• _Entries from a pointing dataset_
-*-*-

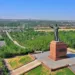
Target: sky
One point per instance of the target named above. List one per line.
(37, 9)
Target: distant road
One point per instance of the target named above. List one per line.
(15, 42)
(50, 30)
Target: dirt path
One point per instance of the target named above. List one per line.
(15, 42)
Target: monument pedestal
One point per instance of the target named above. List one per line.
(58, 50)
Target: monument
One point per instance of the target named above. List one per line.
(58, 49)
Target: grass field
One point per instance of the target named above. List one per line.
(41, 70)
(51, 30)
(19, 61)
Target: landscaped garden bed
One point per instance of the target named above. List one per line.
(42, 70)
(19, 61)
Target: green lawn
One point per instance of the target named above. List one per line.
(19, 61)
(41, 70)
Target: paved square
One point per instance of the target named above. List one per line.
(43, 57)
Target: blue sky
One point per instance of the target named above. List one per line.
(38, 9)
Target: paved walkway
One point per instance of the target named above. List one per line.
(55, 64)
(26, 68)
(72, 68)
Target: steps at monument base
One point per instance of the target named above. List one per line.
(26, 67)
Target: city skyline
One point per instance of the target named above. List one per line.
(39, 9)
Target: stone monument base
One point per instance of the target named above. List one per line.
(58, 50)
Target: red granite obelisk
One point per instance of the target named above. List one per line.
(58, 50)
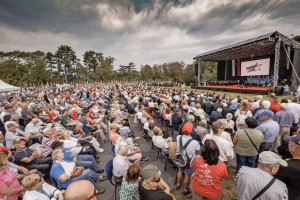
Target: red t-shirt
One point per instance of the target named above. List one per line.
(74, 115)
(207, 178)
(275, 108)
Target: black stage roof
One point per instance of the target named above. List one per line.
(256, 47)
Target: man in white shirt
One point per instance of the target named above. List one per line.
(159, 141)
(190, 150)
(250, 181)
(33, 128)
(120, 164)
(256, 104)
(225, 148)
(294, 106)
(7, 111)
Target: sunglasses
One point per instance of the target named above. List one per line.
(157, 181)
(94, 194)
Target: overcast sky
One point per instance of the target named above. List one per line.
(141, 31)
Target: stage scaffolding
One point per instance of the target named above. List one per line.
(263, 46)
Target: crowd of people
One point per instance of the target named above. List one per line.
(51, 141)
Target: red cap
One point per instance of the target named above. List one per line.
(4, 149)
(187, 128)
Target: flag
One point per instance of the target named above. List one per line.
(233, 68)
(238, 67)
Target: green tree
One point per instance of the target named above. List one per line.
(297, 38)
(147, 73)
(92, 59)
(67, 57)
(50, 63)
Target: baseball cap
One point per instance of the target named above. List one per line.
(267, 113)
(7, 107)
(56, 144)
(295, 139)
(177, 110)
(124, 131)
(4, 149)
(187, 128)
(18, 140)
(268, 157)
(149, 171)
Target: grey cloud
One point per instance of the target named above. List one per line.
(66, 16)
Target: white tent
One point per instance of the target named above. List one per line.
(4, 87)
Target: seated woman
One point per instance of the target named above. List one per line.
(114, 133)
(37, 189)
(129, 188)
(206, 182)
(152, 186)
(201, 129)
(9, 184)
(64, 173)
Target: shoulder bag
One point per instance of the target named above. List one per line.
(264, 189)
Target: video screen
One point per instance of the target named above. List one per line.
(255, 67)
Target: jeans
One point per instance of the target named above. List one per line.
(88, 162)
(43, 165)
(89, 175)
(241, 160)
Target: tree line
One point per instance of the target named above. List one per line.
(20, 67)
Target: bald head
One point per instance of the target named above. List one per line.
(79, 190)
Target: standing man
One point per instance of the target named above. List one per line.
(290, 174)
(250, 181)
(190, 151)
(269, 129)
(285, 118)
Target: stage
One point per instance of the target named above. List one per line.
(235, 88)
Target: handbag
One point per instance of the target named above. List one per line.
(258, 151)
(77, 172)
(264, 189)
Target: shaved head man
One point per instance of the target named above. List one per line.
(80, 190)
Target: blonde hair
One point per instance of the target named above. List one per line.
(114, 126)
(29, 181)
(190, 118)
(55, 153)
(2, 157)
(224, 122)
(229, 116)
(244, 104)
(146, 182)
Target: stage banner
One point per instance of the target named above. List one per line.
(238, 64)
(233, 68)
(255, 67)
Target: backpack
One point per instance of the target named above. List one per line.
(242, 116)
(181, 157)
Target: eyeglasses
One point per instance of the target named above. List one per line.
(157, 181)
(94, 194)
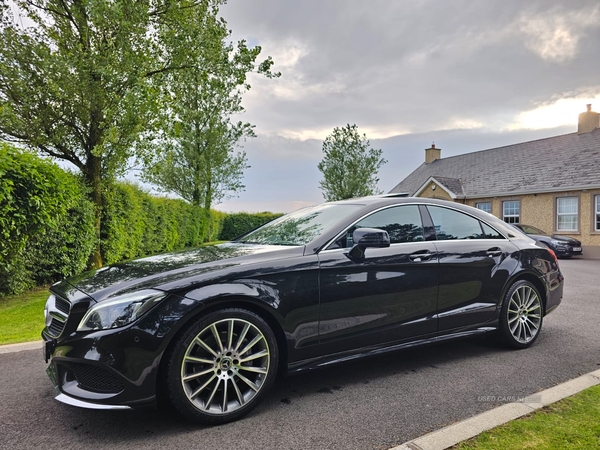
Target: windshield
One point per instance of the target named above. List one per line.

-*-*-

• _What is expected_
Skip the pictures, then retype every line above exactly.

• _Solution to the problem_
Target: sky
One point per instance of the target named above. List one per line.
(37, 9)
Target: distant road
One point per instance of the target named above. List one per line.
(15, 42)
(50, 30)
Target: dirt path
One point per instance of the target named above. List one per line.
(15, 42)
Target: monument pedestal
One point per instance of the target named above. List one per line.
(58, 50)
Target: monument
One point per instance of the target named above. List one per line.
(58, 49)
Target: grass field
One point per instance of the target named above. List one per line.
(41, 70)
(51, 30)
(19, 61)
Target: landscaped garden bed
One point per instance of the target named above. List one per line.
(42, 70)
(19, 61)
Target: green lawn
One point per instance of the target named above. List one per line.
(19, 61)
(41, 70)
Target: paved square
One point per instance of the target named above. List one per line.
(43, 57)
Target: blue sky
One point per instance of the target named above. List one per line.
(38, 9)
Target: paved walkway
One point per instance of the target named above. List one per line.
(55, 64)
(26, 68)
(72, 68)
Target: steps at monument base
One point per instance of the target named above. List one per line.
(26, 67)
Target: city skyline
One point per instance of the target named above. List one per line.
(39, 9)
Target: stone monument base
One point per instance of the target named above. List one per line.
(58, 50)
Target: red granite obelisk
One point per instance of the target named above. List one per line.
(58, 50)
Target: red t-shirt
One point per instance of the target named above. List one per line.
(74, 115)
(207, 178)
(275, 108)
Target: black stage roof
One point per instance of the target named above. List one per line.
(256, 47)
Target: man in white shirt
One point per instance of the target named above. List one per line.
(159, 141)
(190, 150)
(250, 181)
(33, 128)
(120, 164)
(256, 104)
(225, 148)
(294, 106)
(7, 111)
Target: sunglasses
One point per instance of the target named above. List one per line.
(157, 181)
(94, 194)
Target: overcast sky
One point per instance of the target named above. List one per line.
(141, 31)
Target: stage scaffolding
One point per instance of the target named above. List one per line.
(263, 46)
Target: crowd of people
One point per instance of the target named above. List one per line.
(51, 141)
Target: red cap
One point per instance of the target named above. List one per line.
(4, 149)
(187, 128)
Target: flag
One point per instance of the target named above. List one per line.
(233, 68)
(238, 67)
Target: green tree
One point per instance of the target named above. List one per line.
(297, 38)
(147, 73)
(92, 59)
(67, 57)
(50, 63)
Target: baseball cap
One point per instance of the target named above. List one per line.
(267, 113)
(7, 107)
(56, 144)
(295, 139)
(177, 110)
(124, 131)
(4, 149)
(187, 128)
(18, 140)
(268, 157)
(149, 171)
Target: grey cloud
One point per instance of the target named above. List one per line.
(66, 16)
Target: white tent
One point per instance of the target named above. List one per line.
(4, 87)
Target: seated woman
One point per instance of the target named above. List one per line.
(114, 133)
(37, 189)
(129, 188)
(206, 182)
(152, 186)
(201, 129)
(9, 184)
(64, 173)
Target: shoulder bag
One point per instance of the target named above. List one per line.
(264, 189)
Target: video screen
One point per instance of the target named above. List one per line.
(255, 67)
Target: jeans
One point per instance of the target named above. List one per line.
(88, 162)
(43, 165)
(89, 175)
(241, 160)
Target: tree line
One point per instance of the target named above. List one per line.
(20, 67)
Target: bald head
One point per instance of the target named above. List one per line.
(79, 190)
Target: standing man
One point per instance of the target named above. List one per line.
(290, 174)
(250, 181)
(190, 151)
(269, 129)
(285, 118)
Target: stage
One point per instance of the target named above. List one per line.
(235, 88)
Target: handbag
One point per instance of the target named above. List one per line.
(258, 151)
(77, 172)
(264, 189)
Target: shaved head man
One point per instance of the target named above. List one per line.
(80, 190)
Target: blonde hair
One point per instance of the target named above. List one per line.
(114, 126)
(29, 181)
(190, 118)
(55, 153)
(2, 157)
(224, 122)
(229, 116)
(244, 104)
(146, 182)
Target: stage banner
One point per instance of the target named above. List one per line.
(238, 64)
(233, 68)
(255, 67)
Target: backpack
One point per instance of the target named above. List one per line.
(242, 116)
(181, 157)
Target: eyeglasses
One point per instance of the target named above. List one per line.
(157, 181)
(94, 194)
Target: windshield
One point per instance of the target named above. List one per line.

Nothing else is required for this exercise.